_THE DATA:_
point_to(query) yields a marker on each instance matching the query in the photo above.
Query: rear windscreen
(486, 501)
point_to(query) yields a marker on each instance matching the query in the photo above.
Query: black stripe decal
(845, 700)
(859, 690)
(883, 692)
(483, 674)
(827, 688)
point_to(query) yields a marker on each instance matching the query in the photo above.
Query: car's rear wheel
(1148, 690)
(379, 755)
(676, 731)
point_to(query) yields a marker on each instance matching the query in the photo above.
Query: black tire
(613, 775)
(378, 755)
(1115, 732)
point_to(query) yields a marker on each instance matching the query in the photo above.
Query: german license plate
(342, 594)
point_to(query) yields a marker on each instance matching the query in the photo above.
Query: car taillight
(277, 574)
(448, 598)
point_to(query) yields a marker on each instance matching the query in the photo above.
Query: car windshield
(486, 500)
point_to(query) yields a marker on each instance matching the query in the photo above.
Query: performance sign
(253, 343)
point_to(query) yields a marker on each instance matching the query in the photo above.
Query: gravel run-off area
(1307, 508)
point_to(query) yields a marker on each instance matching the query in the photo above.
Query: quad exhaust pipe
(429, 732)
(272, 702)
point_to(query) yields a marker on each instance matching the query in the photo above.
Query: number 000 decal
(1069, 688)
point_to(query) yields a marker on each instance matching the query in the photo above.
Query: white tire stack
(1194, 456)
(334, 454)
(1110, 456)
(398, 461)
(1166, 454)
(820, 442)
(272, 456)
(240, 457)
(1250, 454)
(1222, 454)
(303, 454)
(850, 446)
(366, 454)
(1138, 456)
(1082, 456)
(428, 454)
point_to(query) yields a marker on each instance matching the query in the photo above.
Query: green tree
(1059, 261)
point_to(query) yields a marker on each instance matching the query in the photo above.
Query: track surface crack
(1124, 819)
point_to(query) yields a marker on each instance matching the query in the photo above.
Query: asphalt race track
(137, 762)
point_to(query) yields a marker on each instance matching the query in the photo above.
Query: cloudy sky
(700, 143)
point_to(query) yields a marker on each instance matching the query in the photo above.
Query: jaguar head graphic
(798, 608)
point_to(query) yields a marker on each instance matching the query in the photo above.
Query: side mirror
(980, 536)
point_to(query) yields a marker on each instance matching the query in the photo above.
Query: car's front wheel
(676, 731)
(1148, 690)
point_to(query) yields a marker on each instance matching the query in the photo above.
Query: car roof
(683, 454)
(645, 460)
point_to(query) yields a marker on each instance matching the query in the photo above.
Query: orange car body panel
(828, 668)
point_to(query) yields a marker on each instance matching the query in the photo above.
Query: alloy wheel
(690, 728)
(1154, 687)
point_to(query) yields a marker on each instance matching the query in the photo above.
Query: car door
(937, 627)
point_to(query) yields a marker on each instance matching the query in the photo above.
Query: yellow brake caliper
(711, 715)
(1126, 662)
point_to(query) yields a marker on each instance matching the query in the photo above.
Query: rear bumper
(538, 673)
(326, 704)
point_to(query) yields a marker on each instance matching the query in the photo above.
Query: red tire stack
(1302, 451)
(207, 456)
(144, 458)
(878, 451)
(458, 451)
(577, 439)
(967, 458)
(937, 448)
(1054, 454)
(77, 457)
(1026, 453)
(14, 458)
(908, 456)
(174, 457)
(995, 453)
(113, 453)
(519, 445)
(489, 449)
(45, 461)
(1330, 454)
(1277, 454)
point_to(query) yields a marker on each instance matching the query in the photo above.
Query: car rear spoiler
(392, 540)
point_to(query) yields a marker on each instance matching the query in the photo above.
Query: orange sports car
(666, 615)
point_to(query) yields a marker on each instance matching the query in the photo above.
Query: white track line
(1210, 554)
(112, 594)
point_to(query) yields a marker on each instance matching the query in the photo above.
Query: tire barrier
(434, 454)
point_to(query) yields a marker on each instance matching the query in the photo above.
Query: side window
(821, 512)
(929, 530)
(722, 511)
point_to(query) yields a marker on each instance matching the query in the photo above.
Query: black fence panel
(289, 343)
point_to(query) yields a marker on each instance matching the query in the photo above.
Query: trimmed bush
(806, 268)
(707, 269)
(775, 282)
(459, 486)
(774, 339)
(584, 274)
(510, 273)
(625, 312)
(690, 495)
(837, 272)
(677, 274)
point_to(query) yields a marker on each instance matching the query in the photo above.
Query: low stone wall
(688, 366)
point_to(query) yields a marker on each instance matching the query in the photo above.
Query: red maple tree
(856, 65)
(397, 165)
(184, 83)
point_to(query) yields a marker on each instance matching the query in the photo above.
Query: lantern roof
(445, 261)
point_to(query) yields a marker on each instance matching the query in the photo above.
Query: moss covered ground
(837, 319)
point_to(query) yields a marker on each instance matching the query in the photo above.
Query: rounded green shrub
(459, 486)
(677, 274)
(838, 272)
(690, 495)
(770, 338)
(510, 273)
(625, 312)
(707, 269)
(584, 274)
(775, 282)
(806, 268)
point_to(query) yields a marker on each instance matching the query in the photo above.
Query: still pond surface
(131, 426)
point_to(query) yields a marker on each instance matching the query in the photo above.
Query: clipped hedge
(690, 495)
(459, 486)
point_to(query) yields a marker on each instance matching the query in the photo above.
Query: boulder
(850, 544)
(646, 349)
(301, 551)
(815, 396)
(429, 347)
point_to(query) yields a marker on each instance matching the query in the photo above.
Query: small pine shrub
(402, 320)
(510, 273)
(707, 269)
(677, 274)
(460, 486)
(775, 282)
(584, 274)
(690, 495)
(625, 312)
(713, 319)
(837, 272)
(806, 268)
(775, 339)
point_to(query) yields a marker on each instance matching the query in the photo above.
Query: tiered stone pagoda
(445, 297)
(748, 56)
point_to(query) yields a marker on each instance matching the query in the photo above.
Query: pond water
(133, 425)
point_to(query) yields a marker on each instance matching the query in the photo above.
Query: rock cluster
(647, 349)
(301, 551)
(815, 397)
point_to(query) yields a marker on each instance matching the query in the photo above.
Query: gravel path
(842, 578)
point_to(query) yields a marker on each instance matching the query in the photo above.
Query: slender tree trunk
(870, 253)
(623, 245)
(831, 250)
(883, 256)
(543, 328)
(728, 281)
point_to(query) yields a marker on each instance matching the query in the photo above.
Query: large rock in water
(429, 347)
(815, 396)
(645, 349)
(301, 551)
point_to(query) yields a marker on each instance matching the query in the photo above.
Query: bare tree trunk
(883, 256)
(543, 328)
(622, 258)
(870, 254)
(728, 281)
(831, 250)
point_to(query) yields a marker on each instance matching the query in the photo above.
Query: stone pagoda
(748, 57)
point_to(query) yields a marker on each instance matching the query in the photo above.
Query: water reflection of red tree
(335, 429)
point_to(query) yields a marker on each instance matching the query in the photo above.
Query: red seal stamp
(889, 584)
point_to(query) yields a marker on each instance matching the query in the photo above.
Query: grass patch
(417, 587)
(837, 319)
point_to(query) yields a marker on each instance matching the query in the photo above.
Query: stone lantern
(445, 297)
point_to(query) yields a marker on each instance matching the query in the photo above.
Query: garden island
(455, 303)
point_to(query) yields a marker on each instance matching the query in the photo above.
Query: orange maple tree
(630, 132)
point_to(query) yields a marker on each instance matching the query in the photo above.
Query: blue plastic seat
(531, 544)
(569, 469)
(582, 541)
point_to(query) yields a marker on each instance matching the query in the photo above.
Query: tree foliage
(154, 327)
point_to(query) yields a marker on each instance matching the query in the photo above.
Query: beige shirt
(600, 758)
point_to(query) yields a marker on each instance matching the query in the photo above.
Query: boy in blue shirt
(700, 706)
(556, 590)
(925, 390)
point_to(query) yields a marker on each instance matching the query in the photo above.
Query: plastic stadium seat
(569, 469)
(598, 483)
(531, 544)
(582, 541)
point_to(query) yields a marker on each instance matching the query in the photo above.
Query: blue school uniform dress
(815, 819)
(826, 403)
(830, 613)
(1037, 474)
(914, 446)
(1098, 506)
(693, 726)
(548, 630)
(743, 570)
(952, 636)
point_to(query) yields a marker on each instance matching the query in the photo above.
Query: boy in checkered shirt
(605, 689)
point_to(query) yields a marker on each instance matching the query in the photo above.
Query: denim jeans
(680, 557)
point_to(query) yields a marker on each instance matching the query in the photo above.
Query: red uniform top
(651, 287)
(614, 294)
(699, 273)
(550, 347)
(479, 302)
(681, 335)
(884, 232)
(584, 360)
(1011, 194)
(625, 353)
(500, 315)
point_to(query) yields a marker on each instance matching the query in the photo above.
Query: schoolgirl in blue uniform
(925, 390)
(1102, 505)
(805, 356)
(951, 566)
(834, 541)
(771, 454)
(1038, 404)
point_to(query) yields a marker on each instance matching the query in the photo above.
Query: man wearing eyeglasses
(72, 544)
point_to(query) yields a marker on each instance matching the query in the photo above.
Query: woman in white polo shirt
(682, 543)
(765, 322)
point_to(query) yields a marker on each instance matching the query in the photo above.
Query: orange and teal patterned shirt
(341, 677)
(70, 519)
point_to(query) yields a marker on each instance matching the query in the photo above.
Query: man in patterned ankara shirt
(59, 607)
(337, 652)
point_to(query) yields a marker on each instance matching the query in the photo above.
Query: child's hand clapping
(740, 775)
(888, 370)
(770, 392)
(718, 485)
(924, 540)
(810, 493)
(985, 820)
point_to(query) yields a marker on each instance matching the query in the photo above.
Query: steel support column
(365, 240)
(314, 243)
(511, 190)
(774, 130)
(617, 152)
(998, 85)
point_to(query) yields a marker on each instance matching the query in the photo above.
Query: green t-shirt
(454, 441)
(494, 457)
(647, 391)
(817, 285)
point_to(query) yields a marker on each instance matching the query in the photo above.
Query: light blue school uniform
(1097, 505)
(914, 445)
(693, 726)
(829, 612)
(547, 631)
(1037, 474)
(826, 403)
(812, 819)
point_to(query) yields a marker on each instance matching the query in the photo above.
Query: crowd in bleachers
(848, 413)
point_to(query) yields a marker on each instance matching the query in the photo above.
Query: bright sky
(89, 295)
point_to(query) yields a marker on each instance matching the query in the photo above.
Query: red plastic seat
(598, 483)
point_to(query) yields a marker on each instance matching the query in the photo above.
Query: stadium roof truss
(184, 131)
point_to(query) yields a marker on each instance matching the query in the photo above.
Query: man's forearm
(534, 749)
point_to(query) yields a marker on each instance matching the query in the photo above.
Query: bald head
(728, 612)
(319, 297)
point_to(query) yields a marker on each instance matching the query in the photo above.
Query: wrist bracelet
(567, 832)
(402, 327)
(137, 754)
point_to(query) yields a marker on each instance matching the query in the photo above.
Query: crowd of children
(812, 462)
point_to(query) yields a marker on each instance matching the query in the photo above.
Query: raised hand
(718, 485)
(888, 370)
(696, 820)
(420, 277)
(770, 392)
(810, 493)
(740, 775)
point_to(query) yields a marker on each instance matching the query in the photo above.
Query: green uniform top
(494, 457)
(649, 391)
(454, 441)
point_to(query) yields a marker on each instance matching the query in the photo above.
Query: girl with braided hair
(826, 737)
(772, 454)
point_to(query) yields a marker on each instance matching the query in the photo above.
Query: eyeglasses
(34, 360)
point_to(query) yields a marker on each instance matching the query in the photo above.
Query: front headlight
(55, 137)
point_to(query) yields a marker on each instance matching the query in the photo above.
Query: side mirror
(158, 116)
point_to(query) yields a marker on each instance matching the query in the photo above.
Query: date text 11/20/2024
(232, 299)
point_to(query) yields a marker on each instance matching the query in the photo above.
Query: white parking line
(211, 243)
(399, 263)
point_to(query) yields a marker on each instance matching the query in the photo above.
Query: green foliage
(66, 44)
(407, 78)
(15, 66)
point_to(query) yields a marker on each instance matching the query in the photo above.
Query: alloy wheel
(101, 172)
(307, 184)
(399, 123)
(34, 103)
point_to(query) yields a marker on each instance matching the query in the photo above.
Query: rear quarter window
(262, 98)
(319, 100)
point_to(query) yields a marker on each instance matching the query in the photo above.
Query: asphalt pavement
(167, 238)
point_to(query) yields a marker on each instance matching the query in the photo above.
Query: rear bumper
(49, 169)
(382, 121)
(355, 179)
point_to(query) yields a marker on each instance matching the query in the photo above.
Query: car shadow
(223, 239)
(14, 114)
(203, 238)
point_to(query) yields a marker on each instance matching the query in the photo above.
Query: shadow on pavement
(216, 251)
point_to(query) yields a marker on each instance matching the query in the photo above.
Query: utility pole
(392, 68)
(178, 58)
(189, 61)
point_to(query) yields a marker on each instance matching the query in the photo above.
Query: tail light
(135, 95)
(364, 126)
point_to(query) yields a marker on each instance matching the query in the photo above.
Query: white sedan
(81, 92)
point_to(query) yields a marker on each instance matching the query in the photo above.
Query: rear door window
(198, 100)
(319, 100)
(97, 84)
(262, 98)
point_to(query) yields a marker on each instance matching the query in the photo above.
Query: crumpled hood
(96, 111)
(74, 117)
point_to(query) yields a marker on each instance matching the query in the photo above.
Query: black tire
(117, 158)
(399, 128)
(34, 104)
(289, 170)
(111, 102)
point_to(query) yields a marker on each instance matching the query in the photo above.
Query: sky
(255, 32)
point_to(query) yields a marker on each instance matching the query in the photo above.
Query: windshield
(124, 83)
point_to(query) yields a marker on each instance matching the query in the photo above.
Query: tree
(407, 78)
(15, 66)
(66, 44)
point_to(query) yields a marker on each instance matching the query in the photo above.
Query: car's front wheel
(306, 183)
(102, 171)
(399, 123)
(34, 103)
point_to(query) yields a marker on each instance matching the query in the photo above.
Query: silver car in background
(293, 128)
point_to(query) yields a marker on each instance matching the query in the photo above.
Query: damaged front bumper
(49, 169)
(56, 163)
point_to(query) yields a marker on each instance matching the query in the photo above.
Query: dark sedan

_THE TASK:_ Retype the lines from the one containing "Query: silver car in background" to the last line above. Change nothing and include no others.

_RESPONSE TO THIS EXERCISE:_
Query: silver car in background
(293, 128)
point_to(query) yields a marker on each instance matching the query in the photo above.
Query: damaged front bumper
(49, 169)
(56, 163)
point_to(query) yields a marker on each instance matching the query in the photo above.
Query: dark sedan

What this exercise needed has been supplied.